• _EXCERPTED RECORDS_
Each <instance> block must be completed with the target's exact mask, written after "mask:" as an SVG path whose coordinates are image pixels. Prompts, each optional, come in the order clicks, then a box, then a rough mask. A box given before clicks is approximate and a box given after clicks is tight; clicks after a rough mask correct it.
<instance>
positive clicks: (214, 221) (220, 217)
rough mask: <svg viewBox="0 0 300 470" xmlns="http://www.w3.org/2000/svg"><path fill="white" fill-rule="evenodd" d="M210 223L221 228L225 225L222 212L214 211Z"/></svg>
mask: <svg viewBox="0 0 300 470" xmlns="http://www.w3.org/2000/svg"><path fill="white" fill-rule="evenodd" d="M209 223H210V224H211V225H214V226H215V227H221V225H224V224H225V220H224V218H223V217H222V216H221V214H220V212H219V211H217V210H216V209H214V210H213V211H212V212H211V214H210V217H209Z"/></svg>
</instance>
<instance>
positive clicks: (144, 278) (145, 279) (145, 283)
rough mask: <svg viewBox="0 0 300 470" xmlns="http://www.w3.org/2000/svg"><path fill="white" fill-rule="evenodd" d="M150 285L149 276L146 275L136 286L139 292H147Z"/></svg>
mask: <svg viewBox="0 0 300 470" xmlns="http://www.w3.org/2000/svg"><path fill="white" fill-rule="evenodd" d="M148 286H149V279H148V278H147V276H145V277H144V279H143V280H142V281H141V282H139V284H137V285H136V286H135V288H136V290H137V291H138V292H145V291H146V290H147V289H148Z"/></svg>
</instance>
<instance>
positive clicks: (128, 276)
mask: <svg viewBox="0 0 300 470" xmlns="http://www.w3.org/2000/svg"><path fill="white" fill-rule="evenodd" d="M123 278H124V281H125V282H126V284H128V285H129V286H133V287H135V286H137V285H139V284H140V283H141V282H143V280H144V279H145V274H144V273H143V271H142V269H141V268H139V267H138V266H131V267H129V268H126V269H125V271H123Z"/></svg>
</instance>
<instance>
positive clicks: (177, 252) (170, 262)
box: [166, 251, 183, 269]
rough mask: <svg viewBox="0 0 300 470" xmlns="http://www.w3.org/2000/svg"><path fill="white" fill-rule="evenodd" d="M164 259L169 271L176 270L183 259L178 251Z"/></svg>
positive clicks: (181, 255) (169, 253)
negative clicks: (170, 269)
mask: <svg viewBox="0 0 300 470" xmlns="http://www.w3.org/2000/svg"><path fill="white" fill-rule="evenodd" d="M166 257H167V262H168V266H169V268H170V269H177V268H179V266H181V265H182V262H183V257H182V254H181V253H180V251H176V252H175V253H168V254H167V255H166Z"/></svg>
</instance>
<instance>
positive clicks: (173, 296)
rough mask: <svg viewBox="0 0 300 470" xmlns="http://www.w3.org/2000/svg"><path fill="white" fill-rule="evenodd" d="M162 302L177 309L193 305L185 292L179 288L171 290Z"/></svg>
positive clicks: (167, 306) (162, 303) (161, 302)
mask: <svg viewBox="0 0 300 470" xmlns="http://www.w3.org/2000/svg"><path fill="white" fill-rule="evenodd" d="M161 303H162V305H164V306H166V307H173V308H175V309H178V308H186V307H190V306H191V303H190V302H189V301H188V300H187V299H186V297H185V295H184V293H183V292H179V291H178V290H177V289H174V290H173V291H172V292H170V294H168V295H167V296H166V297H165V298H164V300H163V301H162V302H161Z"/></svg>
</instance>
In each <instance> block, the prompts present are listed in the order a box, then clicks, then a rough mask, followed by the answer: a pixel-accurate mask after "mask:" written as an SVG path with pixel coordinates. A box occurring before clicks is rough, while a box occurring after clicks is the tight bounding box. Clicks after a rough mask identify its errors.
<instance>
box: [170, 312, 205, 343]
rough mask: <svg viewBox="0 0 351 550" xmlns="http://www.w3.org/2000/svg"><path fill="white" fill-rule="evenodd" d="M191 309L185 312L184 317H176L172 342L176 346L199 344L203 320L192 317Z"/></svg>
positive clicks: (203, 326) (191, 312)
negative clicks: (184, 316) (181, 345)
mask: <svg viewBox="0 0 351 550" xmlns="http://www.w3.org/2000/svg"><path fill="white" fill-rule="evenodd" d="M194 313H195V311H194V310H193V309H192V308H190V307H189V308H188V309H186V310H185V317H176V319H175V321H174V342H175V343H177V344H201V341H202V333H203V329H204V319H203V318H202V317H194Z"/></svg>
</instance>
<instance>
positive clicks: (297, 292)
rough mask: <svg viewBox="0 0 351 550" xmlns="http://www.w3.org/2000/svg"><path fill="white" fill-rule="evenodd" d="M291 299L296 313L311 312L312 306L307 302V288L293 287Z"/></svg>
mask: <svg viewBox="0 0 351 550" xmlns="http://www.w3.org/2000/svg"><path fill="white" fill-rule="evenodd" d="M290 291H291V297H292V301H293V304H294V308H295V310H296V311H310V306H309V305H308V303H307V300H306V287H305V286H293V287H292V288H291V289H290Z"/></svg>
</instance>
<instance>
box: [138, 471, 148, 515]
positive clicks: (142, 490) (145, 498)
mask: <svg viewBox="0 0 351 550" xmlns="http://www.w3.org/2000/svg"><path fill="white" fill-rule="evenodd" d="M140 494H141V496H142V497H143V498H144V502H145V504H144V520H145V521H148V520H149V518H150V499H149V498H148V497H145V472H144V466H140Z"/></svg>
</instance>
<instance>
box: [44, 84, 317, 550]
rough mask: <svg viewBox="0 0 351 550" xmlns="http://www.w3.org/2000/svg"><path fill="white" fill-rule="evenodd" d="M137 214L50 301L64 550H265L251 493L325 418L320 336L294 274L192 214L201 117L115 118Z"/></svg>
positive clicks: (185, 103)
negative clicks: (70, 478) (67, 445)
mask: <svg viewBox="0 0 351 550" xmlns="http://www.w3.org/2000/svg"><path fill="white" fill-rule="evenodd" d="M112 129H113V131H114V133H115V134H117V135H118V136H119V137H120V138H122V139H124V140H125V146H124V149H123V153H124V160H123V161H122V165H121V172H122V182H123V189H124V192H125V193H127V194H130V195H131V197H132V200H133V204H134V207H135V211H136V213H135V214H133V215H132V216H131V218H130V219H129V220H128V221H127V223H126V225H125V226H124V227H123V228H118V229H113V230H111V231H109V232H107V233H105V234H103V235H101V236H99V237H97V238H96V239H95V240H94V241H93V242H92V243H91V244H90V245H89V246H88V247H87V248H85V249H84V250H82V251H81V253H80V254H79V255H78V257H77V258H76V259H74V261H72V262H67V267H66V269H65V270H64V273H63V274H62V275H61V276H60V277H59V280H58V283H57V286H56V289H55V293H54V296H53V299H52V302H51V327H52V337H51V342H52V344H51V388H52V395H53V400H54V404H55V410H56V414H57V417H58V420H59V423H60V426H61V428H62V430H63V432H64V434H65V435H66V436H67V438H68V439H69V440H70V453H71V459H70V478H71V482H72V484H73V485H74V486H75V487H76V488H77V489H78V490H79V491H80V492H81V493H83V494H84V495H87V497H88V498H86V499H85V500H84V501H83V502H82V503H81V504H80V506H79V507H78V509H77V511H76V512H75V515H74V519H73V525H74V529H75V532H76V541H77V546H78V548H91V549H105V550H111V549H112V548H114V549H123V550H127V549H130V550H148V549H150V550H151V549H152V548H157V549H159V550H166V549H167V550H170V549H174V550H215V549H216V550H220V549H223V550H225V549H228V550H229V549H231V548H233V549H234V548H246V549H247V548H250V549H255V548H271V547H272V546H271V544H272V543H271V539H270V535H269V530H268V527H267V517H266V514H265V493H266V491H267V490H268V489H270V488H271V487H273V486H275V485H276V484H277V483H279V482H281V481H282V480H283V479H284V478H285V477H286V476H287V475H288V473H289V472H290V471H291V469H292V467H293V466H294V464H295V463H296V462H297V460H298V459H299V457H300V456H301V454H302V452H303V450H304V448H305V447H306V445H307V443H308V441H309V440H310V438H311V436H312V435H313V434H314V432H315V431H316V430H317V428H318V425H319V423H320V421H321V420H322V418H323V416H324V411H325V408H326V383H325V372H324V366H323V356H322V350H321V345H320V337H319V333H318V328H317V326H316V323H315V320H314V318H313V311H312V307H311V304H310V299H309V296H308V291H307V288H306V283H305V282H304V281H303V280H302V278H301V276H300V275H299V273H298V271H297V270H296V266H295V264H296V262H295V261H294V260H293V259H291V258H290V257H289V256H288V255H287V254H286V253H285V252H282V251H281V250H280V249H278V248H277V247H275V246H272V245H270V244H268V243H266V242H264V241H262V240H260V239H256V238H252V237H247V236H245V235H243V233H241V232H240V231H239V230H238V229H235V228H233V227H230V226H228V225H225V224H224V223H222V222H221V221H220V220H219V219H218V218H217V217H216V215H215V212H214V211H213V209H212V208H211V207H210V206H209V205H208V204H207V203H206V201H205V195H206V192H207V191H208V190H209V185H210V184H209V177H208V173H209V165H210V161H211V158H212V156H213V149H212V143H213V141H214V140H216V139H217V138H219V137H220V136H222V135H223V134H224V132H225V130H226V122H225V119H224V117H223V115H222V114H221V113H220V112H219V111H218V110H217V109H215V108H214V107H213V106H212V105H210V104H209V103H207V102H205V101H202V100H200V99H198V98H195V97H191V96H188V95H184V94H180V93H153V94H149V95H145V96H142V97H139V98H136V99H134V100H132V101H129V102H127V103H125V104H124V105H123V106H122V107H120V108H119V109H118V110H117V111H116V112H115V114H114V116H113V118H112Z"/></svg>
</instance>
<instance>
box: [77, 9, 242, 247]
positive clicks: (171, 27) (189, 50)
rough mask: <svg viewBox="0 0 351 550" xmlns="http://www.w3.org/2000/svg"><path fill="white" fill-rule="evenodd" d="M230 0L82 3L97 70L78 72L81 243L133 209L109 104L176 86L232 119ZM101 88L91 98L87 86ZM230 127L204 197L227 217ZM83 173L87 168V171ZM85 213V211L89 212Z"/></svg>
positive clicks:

• _ACTION ITEM_
Go through the entries and copy every line that has "coordinates".

• _WRITTEN REPLY_
Each <instance> block must be completed with the target's exact mask, written after "mask:" as an SVG path whose coordinates are image pixels. Prompts, each optional, come in the order clicks, then a box, then a rough mask. A box given before clicks is approximate and a box given after clicks is tight; clicks after a rough mask correct it.
In each <instance> block, the prompts present are listed in the order a box, then clicks, then a rough mask, followed by the answer: a pixel-accurate mask after "mask:" written as an SVG path with pixel coordinates. A box occurring before clicks is rough, while a box occurring after clicks is the tight bounding box. Clicks after a rough mask identify its errors.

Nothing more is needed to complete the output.